Recently, the US Fed has been grabbing headlines only as a former workplace of newly appointed Treasury Secretary Janet Yellen. However, experienced traders know that they should keep abreast of the regulator’s actions.
Market participants are closely monitoring the Fed’s comments, including the recent speech delivered by Fed Chairman Jerome Powell. His words tackled uncertainties over the US economic future. The fact is that the US consumer spending on goods and services slumped. Moreover, the annual inflation rate is below the targeted level of 2%. All this may lead to serious economic consequences in the short-term. Under the current conditions, the US Fed will have to follow its ultra-loose monetary policy until the economic revival is completed.
“The connection between low interest rates and asset values is probably something that’s not as tight as people think,” Fed Chairman Jerome Powell said. “We’re going to be patient. Expect us to wait and see and not react if we see small, and what we would view as very likely to be transient effects on inflation,” Powell says.
━━━━━━━━━━━━━━━━━━━━
• **USING THE INFORMATION**:
[a] Please quote the stretch of the Fed article from "Recently, the US" through "the regulator’s actions.".
[b] List each sentence that the Fed article places inside quotation marks.
[c] Carry on the Fed article from its final sentence.
The records aren't needed for any of this.
━━━━━━━━━━━━━━━━━━━━
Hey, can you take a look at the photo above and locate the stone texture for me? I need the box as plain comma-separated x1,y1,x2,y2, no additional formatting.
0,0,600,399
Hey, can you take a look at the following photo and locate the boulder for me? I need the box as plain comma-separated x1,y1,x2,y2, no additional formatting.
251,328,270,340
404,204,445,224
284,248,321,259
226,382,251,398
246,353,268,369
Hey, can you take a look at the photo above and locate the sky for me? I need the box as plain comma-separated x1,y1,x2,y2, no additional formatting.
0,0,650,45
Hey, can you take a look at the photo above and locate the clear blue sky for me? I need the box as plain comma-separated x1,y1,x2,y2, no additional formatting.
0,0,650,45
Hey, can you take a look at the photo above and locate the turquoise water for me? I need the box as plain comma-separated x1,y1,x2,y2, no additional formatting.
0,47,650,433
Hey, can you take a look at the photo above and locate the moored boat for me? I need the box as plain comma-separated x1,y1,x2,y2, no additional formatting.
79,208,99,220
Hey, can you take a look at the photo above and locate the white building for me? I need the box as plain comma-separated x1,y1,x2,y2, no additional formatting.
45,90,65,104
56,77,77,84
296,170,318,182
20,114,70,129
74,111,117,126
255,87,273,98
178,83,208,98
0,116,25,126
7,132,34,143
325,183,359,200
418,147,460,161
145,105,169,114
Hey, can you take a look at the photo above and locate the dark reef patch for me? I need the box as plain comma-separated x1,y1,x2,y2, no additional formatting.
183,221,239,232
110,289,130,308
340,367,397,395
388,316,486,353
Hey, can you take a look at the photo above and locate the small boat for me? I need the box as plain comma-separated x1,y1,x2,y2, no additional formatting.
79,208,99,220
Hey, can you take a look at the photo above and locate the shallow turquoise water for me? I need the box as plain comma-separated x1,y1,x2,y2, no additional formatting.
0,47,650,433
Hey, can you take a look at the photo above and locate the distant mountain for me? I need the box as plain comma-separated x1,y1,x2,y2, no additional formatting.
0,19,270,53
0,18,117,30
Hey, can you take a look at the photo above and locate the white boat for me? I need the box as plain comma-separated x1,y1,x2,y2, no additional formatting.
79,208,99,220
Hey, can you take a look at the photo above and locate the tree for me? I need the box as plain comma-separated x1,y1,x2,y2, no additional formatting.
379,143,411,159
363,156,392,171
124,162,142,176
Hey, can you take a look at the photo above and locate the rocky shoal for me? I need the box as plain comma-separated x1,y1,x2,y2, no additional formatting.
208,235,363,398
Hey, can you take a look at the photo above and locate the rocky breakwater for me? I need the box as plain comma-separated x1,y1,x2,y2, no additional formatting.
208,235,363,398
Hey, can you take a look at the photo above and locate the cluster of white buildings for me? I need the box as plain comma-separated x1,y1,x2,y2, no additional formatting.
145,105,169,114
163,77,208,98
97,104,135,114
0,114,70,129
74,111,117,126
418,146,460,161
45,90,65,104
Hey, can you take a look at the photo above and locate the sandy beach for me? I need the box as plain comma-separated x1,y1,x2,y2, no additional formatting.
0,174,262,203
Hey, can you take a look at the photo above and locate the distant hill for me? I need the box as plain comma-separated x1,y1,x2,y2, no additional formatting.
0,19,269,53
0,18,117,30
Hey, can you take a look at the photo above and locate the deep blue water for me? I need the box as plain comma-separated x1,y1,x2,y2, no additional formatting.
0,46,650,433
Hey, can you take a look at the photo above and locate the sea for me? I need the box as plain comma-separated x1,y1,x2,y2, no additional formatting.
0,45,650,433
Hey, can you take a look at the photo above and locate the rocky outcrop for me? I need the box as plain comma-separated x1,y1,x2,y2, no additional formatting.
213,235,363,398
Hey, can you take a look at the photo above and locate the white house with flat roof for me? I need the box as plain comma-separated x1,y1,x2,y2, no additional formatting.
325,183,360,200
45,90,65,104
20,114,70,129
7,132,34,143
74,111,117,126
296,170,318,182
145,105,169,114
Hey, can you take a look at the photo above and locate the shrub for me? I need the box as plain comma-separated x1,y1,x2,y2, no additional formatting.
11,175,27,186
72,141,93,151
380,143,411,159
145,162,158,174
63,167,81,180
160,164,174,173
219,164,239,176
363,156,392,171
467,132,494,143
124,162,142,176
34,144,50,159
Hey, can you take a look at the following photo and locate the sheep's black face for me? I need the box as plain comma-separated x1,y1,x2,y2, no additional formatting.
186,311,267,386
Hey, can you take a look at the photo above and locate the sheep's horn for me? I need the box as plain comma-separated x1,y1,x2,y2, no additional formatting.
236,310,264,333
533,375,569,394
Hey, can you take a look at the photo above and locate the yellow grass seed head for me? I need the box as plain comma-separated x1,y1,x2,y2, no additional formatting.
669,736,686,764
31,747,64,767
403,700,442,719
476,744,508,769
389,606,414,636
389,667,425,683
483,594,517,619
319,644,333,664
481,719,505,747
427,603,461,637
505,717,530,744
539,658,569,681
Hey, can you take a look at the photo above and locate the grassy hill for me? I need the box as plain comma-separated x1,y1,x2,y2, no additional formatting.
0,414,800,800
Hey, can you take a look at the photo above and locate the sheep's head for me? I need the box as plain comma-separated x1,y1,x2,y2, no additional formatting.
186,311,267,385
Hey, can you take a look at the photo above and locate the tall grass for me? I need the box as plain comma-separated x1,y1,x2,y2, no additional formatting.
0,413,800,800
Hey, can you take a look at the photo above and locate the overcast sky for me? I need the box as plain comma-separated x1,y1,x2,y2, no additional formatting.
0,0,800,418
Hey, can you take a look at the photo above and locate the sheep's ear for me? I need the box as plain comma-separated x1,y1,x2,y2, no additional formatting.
━━━━━━━━━━━━━━━━━━━━
• **TASK ANSWERS**:
[a]
Recently, the US Fed has been grabbing headlines only as a former workplace of newly appointed Treasury Secretary Janet Yellen. However, experienced traders know that they should keep abreast of the regulator’s actions.

[b]
- The connection between low interest rates and asset values is probably something that’s not as tight as people think.
- We’re going to be patient.
- Expect us to wait and see and not react if we see small, and what we would view as very likely to be transient effects on inflation.

[c]
Jerome Powell also alleviated concerns saying that the regulator had all the necessary tools to cope with inflation. He also added that the Fed would telegraph its intention to scrap the stimulating program in advance.
Jerome Powell emphasized that he was much more preoccupied with lower paces of recovery than by inflation. “I’m much more worried about falling short of a complete recovery,” he said. “I’m more concerned about that than the possibility, which exists, of higher inflation.”